> [WORK ITEM] Continue the news report on COVID-19's impact on Lane County's Latino community and other communities of color, picking up after its last sentence.

> [DOCUMENT SECTION]
Latino community hit hard by COVID-19, officials say

Current data indicates that nearly one-fourth of cases in Lane County are in the Latino community, but that statistic could be skewed.

Posted: Apr 16, 2020 7:32 PM
Updated: Apr 16, 2020 7:36 PM

EUGENE, Ore. -- While the coronavirus doesn't care if you are black or white, officials with Lane County Public Health say communities of color are being disproportionately impacted by the virus.

Lane County Public Health spokesperson Jason Davis said the reason behind it is what they call social disparities of health.

Eric Richardson is the executive director of the NAACP in Eugene. He said he is not surprised by the disparity.

"African Americans in the United States are very much a urban population, and so we are in the more denser cities," Richardson said.

Richardson said people of color are more likely to have underlying health conditions compared to white people because of a lack of health care and other important services. Those underlying health conditions can cause the coronavirus to be more lethal.

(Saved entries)
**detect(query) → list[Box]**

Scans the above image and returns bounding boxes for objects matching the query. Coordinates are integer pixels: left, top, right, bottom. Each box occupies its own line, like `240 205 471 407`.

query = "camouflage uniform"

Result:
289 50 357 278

...

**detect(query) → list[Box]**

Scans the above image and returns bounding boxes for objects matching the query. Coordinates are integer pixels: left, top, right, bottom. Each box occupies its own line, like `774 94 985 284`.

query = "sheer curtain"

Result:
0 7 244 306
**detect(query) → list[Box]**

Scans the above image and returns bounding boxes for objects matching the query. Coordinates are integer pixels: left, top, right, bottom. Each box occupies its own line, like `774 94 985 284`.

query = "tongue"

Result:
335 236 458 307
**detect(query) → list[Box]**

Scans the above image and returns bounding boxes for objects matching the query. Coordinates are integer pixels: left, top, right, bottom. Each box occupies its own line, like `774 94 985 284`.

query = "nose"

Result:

> [RESPONSE BELOW]
Davis said out of all of the confirmed cases of COVID-19 in Lane County, 24.4% were from the Latino community, a minority group that makes up 9.3% of the county's population. But he said that statistic could be higher or lower due to missing information from 10 cases.

David Sáez is the executive director for Centro Latino Americano, a nonprofit that provides a number of services to Latino and immigrant families in Lane County. He said that a recent survey found many are worried about getting their basic needs like food and money to pay rent.

"Some of them are working in areas that are essential," Sáez said. "There is a great opportunity for infection and disease to spread."

Sáez said one issue they have been struggling with is getting local information out to people who only speak Spanish. While Lane County has made some accommodations for Spanish speakers, he said more is needed.

"Information they can understand, and that can help them take actions that can help all of us stay healthy," Sáez said.

Davis said they are working to adapt to address the disparities and are working to provide minority groups with the resources and education they need.